What the parole board didn't hear
Woman's hardships didn't end with rape
By Alex De Grand

Tears flowed July 31 as the four women who were sexually assaulted by former Franklin County jailer and current convict Hunter Hay urged the Kentucky Parole Board not to grant their assailant an early release.

The women retold their harrowing stories of working at the Franklin County jail, warning the board of a man they describe as vindictive and not the least bit remorseful for his crimes.

Hay was sentenced in 1995 to 10 years for 11 felonies including rape, attempted rape, sodomy and sexual abuse. From prison, Hay filed an unsuccessful lawsuit claiming he was an innocent man targeted in an elaborate conspiracy orchestrated by Gov. Paul Patton's supporters so he couldn't aid the 1995 Republican gubernatorial candidate.

"He'll do it again," all the women said over and over.

Jenny Wilson* told the board she fears the man who raped her will follow through on threats he made toward her daughter when pressuring her to change her story against him. [*Editor's note: ACE does not normally identify sex crime victims. The victims granted permission to use their names for this story.]

For Wilson, those threats strike the rawest of nerves, having already lost one daughter in a bizarre crime. In the cruelest of coincidences, Wilson's daughter vanished just weeks after Wilson quit working at the jail.

"I always heard God would never put more on a person than he could stand," Wilson said in an interview before the parole hearing. "I told my mama, 'God put me on this earth to see how much suffering a person could stand.'"

Stored entries:
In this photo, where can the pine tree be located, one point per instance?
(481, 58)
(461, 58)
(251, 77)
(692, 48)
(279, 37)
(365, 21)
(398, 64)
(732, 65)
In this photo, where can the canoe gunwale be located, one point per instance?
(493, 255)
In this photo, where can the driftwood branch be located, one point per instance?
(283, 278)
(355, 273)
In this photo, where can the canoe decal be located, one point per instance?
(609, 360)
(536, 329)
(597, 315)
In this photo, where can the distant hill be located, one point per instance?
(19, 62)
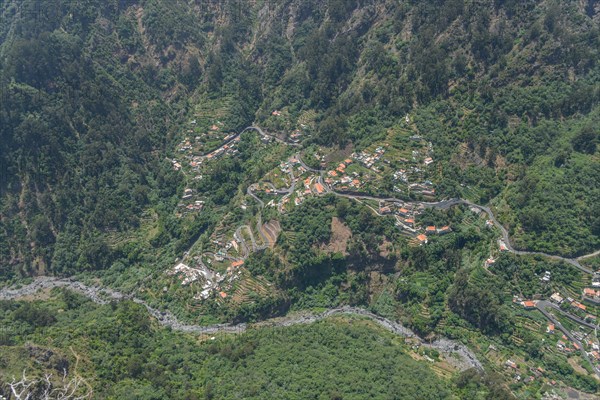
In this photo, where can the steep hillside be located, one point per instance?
(93, 91)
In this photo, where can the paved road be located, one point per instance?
(541, 306)
(548, 304)
(166, 318)
(445, 204)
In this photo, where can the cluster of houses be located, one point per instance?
(341, 180)
(211, 282)
(425, 188)
(367, 159)
(536, 373)
(228, 149)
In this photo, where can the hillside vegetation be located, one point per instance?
(93, 93)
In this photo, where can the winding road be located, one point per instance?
(542, 305)
(166, 318)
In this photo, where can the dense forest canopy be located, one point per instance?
(97, 99)
(93, 92)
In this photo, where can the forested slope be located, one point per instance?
(92, 92)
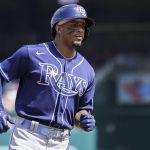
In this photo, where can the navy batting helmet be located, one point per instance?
(70, 12)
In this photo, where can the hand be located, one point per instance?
(87, 122)
(3, 121)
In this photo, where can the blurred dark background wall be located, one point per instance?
(118, 45)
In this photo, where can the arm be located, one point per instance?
(84, 120)
(3, 115)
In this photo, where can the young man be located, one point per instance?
(56, 85)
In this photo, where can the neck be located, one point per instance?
(65, 50)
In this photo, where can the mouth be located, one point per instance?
(79, 37)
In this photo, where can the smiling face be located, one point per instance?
(71, 32)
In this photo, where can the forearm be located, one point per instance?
(1, 105)
(78, 115)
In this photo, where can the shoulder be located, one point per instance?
(35, 46)
(86, 64)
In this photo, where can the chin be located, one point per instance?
(77, 43)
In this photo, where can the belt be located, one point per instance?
(47, 131)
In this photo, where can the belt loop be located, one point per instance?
(36, 126)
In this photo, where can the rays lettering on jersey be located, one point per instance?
(64, 83)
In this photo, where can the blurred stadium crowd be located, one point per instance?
(118, 48)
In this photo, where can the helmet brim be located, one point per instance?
(89, 22)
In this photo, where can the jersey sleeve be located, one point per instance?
(16, 65)
(86, 101)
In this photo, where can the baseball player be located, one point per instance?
(56, 85)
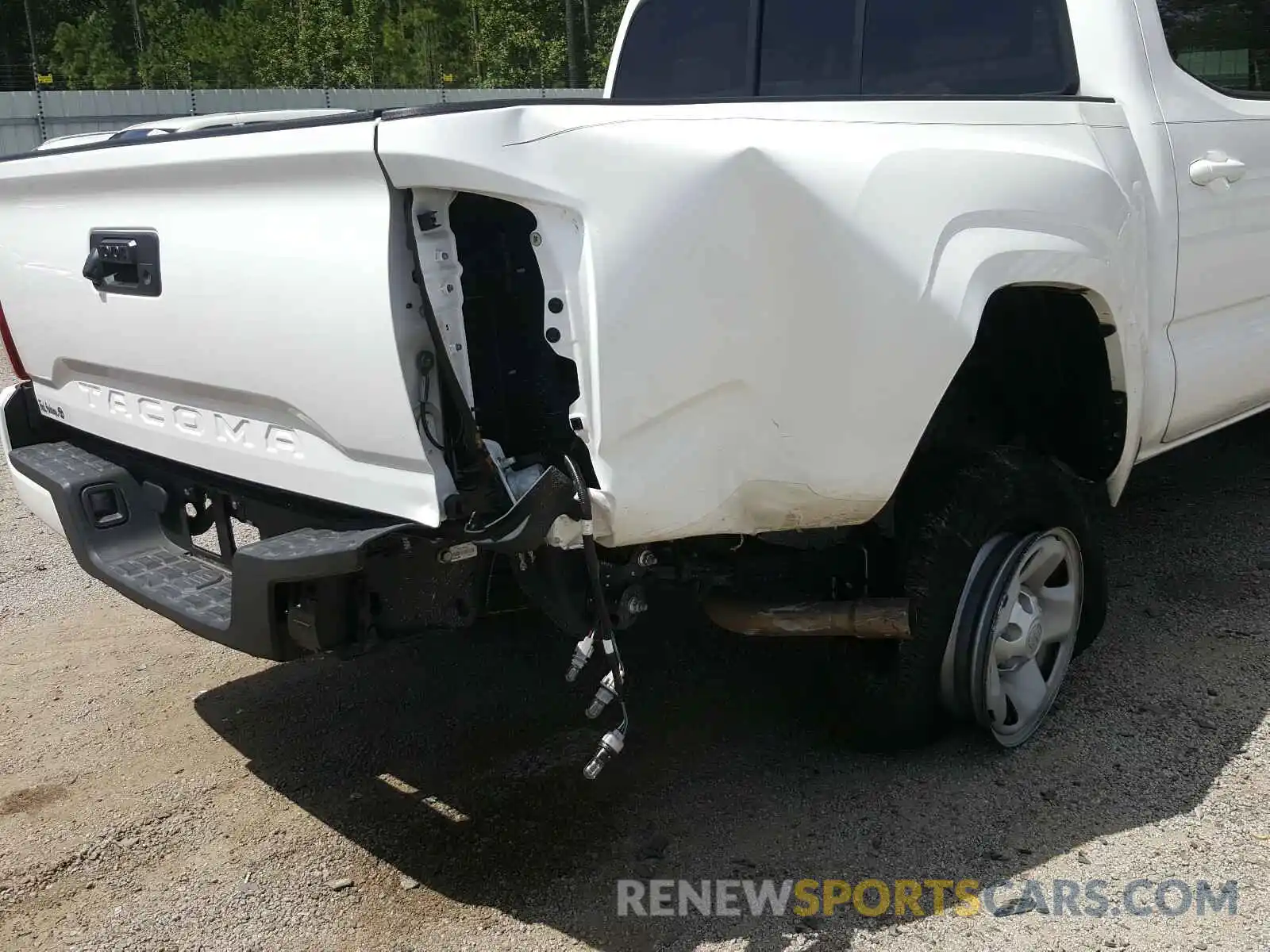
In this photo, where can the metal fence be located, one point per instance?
(29, 118)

**YOUR INSTRUCTIONS**
From the parole hearing article, output word for word the passage starting with "What the parole" and going on through "for his crimes.".

**EXPECTED ANSWER**
What the parole board didn't hear
Woman's hardships didn't end with rape
By Alex De Grand

Tears flowed July 31 as the four women who were sexually assaulted by former Franklin County jailer and current convict Hunter Hay urged the Kentucky Parole Board not to grant their assailant an early release.

The women retold their harrowing stories of working at the Franklin County jail, warning the board of a man they describe as vindictive and not the least bit remorseful for his crimes.